### Task instructions
**1.** From the commentary on plastic bottles, extract the passage that begins with the words containing "Editor’s note: This" and ends with "plastic beverage bottles.". Copy it word for word.
**2.** Using the commentary on plastic bottles, answer these questions:
(a) What share of disposable plastic bottles is recycled nationwide?
(b) How many nip bottles did the resident walking in Bristol collect in a single day, and over how many hours?
(c) How many plastic bottles do Americans use every hour?
**3.** Continue the commentary on plastic bottles from the point where it stops.

Start of Reading text

Commentary
Message in a Bottle!!!
Editor’s note: This is one in a continuing series of educational columns about fostering environmental stewardship and leadership coordinated by ACES — The Alliance of Climate and Environmental Stewards
All those plastic bottles on the road side, in the water and on the beaches are trashy and wasteful and use too much fossil fuel to make. We need to rapidly phase out of plastic bottles for beverages. We need to send a strong message to our law makers, packaging design engineers and major beverage company CEO’s that they must take steps to rapidly phase out the use of plastic beverage bottles.
Massachusetts should start with those alcoholic nip bottles that are easily thrown out of car windows and blown out of truck beds everywhere locally. Do they have return deposit on them? Are they heavily recycled? No ! Just the day after Christmas Hartford Currant published that a resident they named has been walking regularly in Bristol for about 18 months, bagging trash along the way, and in that time has picked up more than 60,000 nip bottles. One day she collected 285 of the bottles in four hours. “I thought, ‘Am I the only one picking these up?” she said. “Environmentally this is a major issue.” Yes Cynthia, nips are a major issue and so are single use plastic water bottles.
And we are not doing a very good job at recycling those either with only 23% of disposable plastic bottles being recycled nationwide. Americans use 2,500,000 plastic bottles every hour. That’s the equivalent of about 35 billion plastic bottles trashed every year. And the amount of plastic thrown away each year can circle the earth four times.

End of Reading text
Start of Material provided

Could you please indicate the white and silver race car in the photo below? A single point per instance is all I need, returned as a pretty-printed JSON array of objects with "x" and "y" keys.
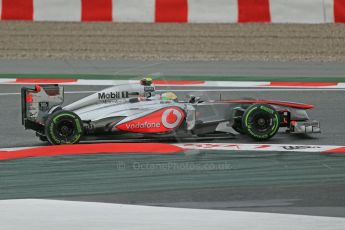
[{"x": 136, "y": 111}]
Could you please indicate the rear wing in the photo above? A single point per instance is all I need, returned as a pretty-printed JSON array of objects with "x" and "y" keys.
[{"x": 37, "y": 103}]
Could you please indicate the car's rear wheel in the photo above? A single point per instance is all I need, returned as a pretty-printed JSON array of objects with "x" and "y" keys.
[
  {"x": 63, "y": 127},
  {"x": 260, "y": 121}
]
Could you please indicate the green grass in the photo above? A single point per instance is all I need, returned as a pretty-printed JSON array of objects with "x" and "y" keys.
[{"x": 187, "y": 77}]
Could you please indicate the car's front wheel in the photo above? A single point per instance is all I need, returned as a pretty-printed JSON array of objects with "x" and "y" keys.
[
  {"x": 63, "y": 127},
  {"x": 260, "y": 121}
]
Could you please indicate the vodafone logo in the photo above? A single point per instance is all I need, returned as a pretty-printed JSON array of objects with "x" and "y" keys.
[
  {"x": 160, "y": 121},
  {"x": 171, "y": 118}
]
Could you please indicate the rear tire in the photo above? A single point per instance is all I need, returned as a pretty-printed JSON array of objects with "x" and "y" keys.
[
  {"x": 63, "y": 127},
  {"x": 260, "y": 121}
]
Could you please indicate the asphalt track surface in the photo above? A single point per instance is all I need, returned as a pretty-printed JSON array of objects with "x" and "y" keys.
[{"x": 300, "y": 183}]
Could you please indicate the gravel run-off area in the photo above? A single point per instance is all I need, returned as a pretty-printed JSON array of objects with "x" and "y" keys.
[{"x": 283, "y": 42}]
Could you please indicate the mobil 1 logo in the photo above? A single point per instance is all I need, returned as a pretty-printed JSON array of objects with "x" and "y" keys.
[{"x": 110, "y": 96}]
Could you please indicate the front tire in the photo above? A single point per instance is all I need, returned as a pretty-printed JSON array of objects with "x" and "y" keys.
[
  {"x": 260, "y": 121},
  {"x": 63, "y": 127}
]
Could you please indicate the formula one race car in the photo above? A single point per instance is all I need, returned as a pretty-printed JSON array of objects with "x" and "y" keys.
[{"x": 134, "y": 111}]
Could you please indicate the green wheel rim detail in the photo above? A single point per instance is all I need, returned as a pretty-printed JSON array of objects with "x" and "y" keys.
[{"x": 271, "y": 130}]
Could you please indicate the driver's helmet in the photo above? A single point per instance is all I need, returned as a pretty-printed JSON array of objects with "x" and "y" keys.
[{"x": 169, "y": 96}]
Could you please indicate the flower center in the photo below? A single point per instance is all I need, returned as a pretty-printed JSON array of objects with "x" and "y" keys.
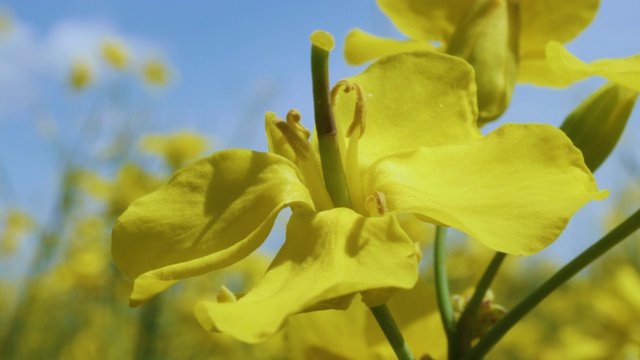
[{"x": 354, "y": 132}]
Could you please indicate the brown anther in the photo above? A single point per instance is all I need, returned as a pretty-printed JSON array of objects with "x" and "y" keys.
[
  {"x": 360, "y": 111},
  {"x": 293, "y": 119},
  {"x": 291, "y": 133}
]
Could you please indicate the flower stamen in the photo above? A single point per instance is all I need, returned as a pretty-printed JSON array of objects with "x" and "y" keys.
[
  {"x": 359, "y": 114},
  {"x": 295, "y": 134}
]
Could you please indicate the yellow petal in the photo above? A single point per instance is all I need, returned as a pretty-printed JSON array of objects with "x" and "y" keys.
[
  {"x": 360, "y": 47},
  {"x": 355, "y": 334},
  {"x": 211, "y": 214},
  {"x": 327, "y": 258},
  {"x": 425, "y": 19},
  {"x": 515, "y": 190},
  {"x": 569, "y": 68},
  {"x": 413, "y": 100},
  {"x": 551, "y": 20}
]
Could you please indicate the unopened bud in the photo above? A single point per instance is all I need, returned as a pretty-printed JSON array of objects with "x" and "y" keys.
[
  {"x": 488, "y": 39},
  {"x": 595, "y": 125}
]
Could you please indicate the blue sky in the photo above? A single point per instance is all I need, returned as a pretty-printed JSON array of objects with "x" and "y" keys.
[{"x": 232, "y": 61}]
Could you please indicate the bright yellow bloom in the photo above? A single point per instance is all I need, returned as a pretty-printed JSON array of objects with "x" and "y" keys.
[
  {"x": 115, "y": 53},
  {"x": 502, "y": 39},
  {"x": 513, "y": 190},
  {"x": 177, "y": 149},
  {"x": 14, "y": 225},
  {"x": 131, "y": 182},
  {"x": 155, "y": 72},
  {"x": 355, "y": 334},
  {"x": 81, "y": 75}
]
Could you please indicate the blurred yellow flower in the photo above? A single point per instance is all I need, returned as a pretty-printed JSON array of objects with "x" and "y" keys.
[
  {"x": 81, "y": 75},
  {"x": 16, "y": 224},
  {"x": 155, "y": 72},
  {"x": 115, "y": 53},
  {"x": 130, "y": 183},
  {"x": 176, "y": 149}
]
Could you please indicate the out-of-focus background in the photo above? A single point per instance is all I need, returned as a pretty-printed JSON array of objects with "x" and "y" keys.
[{"x": 100, "y": 101}]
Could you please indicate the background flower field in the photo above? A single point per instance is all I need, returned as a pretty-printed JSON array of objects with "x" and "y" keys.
[{"x": 101, "y": 101}]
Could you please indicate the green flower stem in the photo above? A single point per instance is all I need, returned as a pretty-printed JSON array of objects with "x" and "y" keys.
[
  {"x": 390, "y": 329},
  {"x": 332, "y": 169},
  {"x": 603, "y": 245},
  {"x": 442, "y": 287},
  {"x": 461, "y": 341}
]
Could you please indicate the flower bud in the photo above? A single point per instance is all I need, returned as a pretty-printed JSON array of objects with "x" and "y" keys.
[
  {"x": 595, "y": 125},
  {"x": 488, "y": 39}
]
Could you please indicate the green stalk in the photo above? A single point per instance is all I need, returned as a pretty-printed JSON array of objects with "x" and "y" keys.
[
  {"x": 390, "y": 329},
  {"x": 332, "y": 169},
  {"x": 461, "y": 341},
  {"x": 603, "y": 245},
  {"x": 442, "y": 286}
]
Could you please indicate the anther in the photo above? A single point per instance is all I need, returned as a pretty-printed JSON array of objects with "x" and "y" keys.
[
  {"x": 360, "y": 112},
  {"x": 299, "y": 145},
  {"x": 293, "y": 119}
]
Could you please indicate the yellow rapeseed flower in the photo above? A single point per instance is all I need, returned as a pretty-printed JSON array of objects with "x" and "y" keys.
[
  {"x": 115, "y": 53},
  {"x": 514, "y": 190},
  {"x": 155, "y": 72},
  {"x": 176, "y": 149}
]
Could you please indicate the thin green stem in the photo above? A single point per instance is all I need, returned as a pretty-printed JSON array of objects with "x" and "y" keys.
[
  {"x": 461, "y": 341},
  {"x": 442, "y": 286},
  {"x": 603, "y": 245},
  {"x": 332, "y": 168},
  {"x": 390, "y": 329}
]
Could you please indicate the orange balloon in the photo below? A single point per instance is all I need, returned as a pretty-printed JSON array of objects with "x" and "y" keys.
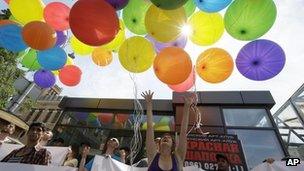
[
  {"x": 6, "y": 22},
  {"x": 101, "y": 56},
  {"x": 39, "y": 35},
  {"x": 172, "y": 65},
  {"x": 214, "y": 65}
]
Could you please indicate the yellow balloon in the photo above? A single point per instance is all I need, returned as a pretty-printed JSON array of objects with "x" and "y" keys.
[
  {"x": 26, "y": 11},
  {"x": 118, "y": 40},
  {"x": 101, "y": 56},
  {"x": 69, "y": 62},
  {"x": 214, "y": 65},
  {"x": 136, "y": 54},
  {"x": 165, "y": 25},
  {"x": 80, "y": 48},
  {"x": 207, "y": 28},
  {"x": 162, "y": 128}
]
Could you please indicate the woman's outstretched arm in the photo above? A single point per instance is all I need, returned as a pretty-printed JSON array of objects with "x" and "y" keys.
[
  {"x": 150, "y": 145},
  {"x": 182, "y": 145}
]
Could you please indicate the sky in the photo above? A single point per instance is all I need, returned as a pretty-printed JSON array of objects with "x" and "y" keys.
[{"x": 113, "y": 81}]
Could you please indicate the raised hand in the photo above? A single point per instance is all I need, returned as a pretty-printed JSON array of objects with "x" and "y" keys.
[{"x": 148, "y": 95}]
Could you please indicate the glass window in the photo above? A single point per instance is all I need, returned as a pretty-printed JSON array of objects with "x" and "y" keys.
[
  {"x": 258, "y": 145},
  {"x": 246, "y": 117}
]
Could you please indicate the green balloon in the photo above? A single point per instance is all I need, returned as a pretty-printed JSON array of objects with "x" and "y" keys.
[
  {"x": 134, "y": 16},
  {"x": 250, "y": 19},
  {"x": 169, "y": 4},
  {"x": 190, "y": 8},
  {"x": 30, "y": 60}
]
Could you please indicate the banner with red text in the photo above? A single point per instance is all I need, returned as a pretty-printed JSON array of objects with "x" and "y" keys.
[{"x": 202, "y": 150}]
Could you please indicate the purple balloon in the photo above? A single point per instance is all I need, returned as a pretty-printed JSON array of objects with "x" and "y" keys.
[
  {"x": 44, "y": 78},
  {"x": 118, "y": 4},
  {"x": 61, "y": 38},
  {"x": 158, "y": 46},
  {"x": 260, "y": 60}
]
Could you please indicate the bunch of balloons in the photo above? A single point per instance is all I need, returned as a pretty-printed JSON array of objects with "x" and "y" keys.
[{"x": 43, "y": 34}]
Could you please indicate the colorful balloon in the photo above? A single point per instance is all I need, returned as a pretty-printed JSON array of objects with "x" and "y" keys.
[
  {"x": 11, "y": 38},
  {"x": 260, "y": 60},
  {"x": 118, "y": 4},
  {"x": 56, "y": 14},
  {"x": 106, "y": 118},
  {"x": 163, "y": 128},
  {"x": 186, "y": 85},
  {"x": 212, "y": 5},
  {"x": 169, "y": 4},
  {"x": 136, "y": 54},
  {"x": 69, "y": 62},
  {"x": 61, "y": 38},
  {"x": 165, "y": 25},
  {"x": 101, "y": 56},
  {"x": 206, "y": 28},
  {"x": 79, "y": 47},
  {"x": 189, "y": 8},
  {"x": 214, "y": 65},
  {"x": 134, "y": 16},
  {"x": 26, "y": 11},
  {"x": 7, "y": 22},
  {"x": 118, "y": 40},
  {"x": 94, "y": 22},
  {"x": 172, "y": 65},
  {"x": 44, "y": 78},
  {"x": 52, "y": 59},
  {"x": 30, "y": 60},
  {"x": 249, "y": 20},
  {"x": 38, "y": 35},
  {"x": 70, "y": 75},
  {"x": 158, "y": 46}
]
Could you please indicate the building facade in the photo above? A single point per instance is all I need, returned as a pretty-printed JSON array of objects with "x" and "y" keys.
[
  {"x": 245, "y": 114},
  {"x": 30, "y": 104},
  {"x": 290, "y": 121}
]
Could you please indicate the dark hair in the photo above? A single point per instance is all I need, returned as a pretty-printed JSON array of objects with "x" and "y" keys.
[
  {"x": 87, "y": 144},
  {"x": 57, "y": 140},
  {"x": 38, "y": 124},
  {"x": 75, "y": 150},
  {"x": 221, "y": 156}
]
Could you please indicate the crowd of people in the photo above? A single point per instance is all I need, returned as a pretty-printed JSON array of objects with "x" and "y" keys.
[{"x": 163, "y": 153}]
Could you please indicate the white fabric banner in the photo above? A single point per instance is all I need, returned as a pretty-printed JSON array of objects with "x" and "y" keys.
[
  {"x": 108, "y": 164},
  {"x": 58, "y": 153},
  {"x": 278, "y": 166},
  {"x": 30, "y": 167}
]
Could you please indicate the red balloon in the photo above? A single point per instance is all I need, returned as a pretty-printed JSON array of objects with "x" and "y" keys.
[
  {"x": 94, "y": 22},
  {"x": 56, "y": 14},
  {"x": 70, "y": 75},
  {"x": 122, "y": 118},
  {"x": 105, "y": 118},
  {"x": 186, "y": 85}
]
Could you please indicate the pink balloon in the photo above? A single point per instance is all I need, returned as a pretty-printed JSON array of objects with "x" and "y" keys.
[
  {"x": 186, "y": 85},
  {"x": 56, "y": 14}
]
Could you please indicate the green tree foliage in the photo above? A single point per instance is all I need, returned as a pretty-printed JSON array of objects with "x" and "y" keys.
[{"x": 9, "y": 72}]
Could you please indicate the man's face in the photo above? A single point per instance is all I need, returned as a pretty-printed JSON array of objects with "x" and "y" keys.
[
  {"x": 10, "y": 129},
  {"x": 223, "y": 164},
  {"x": 35, "y": 133},
  {"x": 48, "y": 135}
]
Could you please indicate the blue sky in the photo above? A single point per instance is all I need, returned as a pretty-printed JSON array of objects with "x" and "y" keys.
[{"x": 113, "y": 81}]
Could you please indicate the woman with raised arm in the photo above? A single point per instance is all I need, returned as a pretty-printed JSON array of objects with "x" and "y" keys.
[{"x": 168, "y": 157}]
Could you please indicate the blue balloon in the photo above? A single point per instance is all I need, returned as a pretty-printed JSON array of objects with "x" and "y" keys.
[
  {"x": 11, "y": 38},
  {"x": 52, "y": 59},
  {"x": 212, "y": 5}
]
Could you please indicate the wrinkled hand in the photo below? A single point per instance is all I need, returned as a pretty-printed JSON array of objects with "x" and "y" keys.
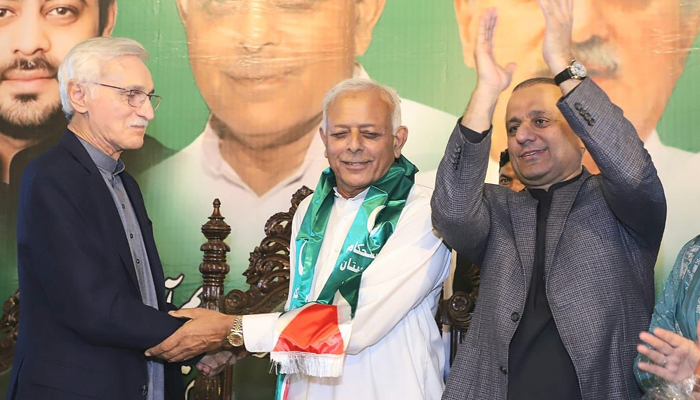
[
  {"x": 675, "y": 357},
  {"x": 490, "y": 75},
  {"x": 559, "y": 22},
  {"x": 206, "y": 331},
  {"x": 213, "y": 364}
]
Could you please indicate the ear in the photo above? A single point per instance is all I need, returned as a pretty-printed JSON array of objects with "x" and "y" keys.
[
  {"x": 690, "y": 22},
  {"x": 400, "y": 140},
  {"x": 77, "y": 94},
  {"x": 111, "y": 19},
  {"x": 368, "y": 13},
  {"x": 182, "y": 10},
  {"x": 468, "y": 23},
  {"x": 324, "y": 139}
]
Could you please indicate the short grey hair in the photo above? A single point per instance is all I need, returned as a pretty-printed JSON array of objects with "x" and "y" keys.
[
  {"x": 389, "y": 95},
  {"x": 85, "y": 61}
]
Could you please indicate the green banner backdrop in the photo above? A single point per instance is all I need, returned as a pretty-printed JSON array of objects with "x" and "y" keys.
[{"x": 242, "y": 81}]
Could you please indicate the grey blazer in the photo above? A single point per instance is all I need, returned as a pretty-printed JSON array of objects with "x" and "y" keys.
[{"x": 603, "y": 236}]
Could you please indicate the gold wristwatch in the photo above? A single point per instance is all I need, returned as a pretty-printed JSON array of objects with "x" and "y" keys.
[{"x": 235, "y": 336}]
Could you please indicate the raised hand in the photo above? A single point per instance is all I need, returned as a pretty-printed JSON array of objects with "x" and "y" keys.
[
  {"x": 559, "y": 22},
  {"x": 675, "y": 357},
  {"x": 206, "y": 331},
  {"x": 212, "y": 364},
  {"x": 491, "y": 75},
  {"x": 492, "y": 78}
]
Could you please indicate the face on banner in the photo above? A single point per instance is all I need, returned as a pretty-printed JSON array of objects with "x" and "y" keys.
[
  {"x": 263, "y": 66},
  {"x": 35, "y": 36},
  {"x": 635, "y": 50}
]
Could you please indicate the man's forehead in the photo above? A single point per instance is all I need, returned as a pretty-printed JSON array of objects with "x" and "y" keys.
[
  {"x": 536, "y": 98},
  {"x": 85, "y": 2}
]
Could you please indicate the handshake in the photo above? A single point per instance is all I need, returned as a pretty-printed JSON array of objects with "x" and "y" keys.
[{"x": 205, "y": 332}]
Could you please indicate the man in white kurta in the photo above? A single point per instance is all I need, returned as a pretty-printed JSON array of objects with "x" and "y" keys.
[
  {"x": 367, "y": 216},
  {"x": 395, "y": 351},
  {"x": 191, "y": 180}
]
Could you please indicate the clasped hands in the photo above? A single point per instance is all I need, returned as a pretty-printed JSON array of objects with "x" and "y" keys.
[
  {"x": 675, "y": 358},
  {"x": 205, "y": 332}
]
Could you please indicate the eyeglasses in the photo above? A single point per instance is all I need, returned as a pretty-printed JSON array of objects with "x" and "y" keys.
[{"x": 136, "y": 97}]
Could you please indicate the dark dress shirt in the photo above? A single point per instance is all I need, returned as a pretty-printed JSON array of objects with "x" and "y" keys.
[{"x": 539, "y": 367}]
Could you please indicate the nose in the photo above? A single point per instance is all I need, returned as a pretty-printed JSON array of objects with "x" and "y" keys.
[
  {"x": 258, "y": 27},
  {"x": 589, "y": 21},
  {"x": 524, "y": 134},
  {"x": 146, "y": 110},
  {"x": 30, "y": 37},
  {"x": 354, "y": 142}
]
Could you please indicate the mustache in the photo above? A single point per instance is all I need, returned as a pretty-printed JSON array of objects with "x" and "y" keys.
[
  {"x": 597, "y": 55},
  {"x": 25, "y": 64},
  {"x": 141, "y": 122}
]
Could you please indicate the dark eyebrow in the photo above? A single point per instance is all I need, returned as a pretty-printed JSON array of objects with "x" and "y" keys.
[
  {"x": 513, "y": 120},
  {"x": 49, "y": 1},
  {"x": 359, "y": 126}
]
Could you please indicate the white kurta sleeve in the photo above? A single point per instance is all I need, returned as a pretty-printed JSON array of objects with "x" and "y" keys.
[
  {"x": 259, "y": 329},
  {"x": 411, "y": 267}
]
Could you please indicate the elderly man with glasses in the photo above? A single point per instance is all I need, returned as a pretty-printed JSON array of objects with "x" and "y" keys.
[{"x": 93, "y": 297}]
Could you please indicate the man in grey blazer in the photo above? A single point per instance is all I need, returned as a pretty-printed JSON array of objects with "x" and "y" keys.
[{"x": 567, "y": 265}]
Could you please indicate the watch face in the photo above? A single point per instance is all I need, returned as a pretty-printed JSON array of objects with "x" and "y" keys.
[
  {"x": 235, "y": 339},
  {"x": 578, "y": 69}
]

End of Material provided

### Outputs by task
**1.**
Editor’s note: This is one in a continuing series of educational columns about fostering environmental stewardship and leadership coordinated by ACES — The Alliance of Climate and Environmental Stewards
All those plastic bottles on the road side, in the water and on the beaches are trashy and wasteful and use too much fossil fuel to make. We need to rapidly phase out of plastic bottles for beverages. We need to send a strong message to our law makers, packaging design engineers and major beverage company CEO’s that they must take steps to rapidly phase out the use of plastic beverage bottles.

**2.**
(a) 23%
(b) 285 bottles in four hours
(c) 2,500,000

**3.**
Clearly we need to work harder and prioritize the elimination of single use plastics. They need to be phased out by a combination of return to glass bottles where appropriate, design changes, maybe based on new green chemistry research that makes them compostable somehow, raising the bottle return deposit to 10 cents or more, and enforcing the responsibility of beverage retailers to conveniently accept bottles for recycling. Maybe fresh carrots and stronger sticks are needed. They do work well where implemented. They are effective as shown by NY state. After that state passed its new, stronger, 10 cent bottle deposit law in 2020, NYPIRG [ New York Public Interest Research Group ] estimated road side litter dropped by 70%. We can and should at least as well in Massachusetts.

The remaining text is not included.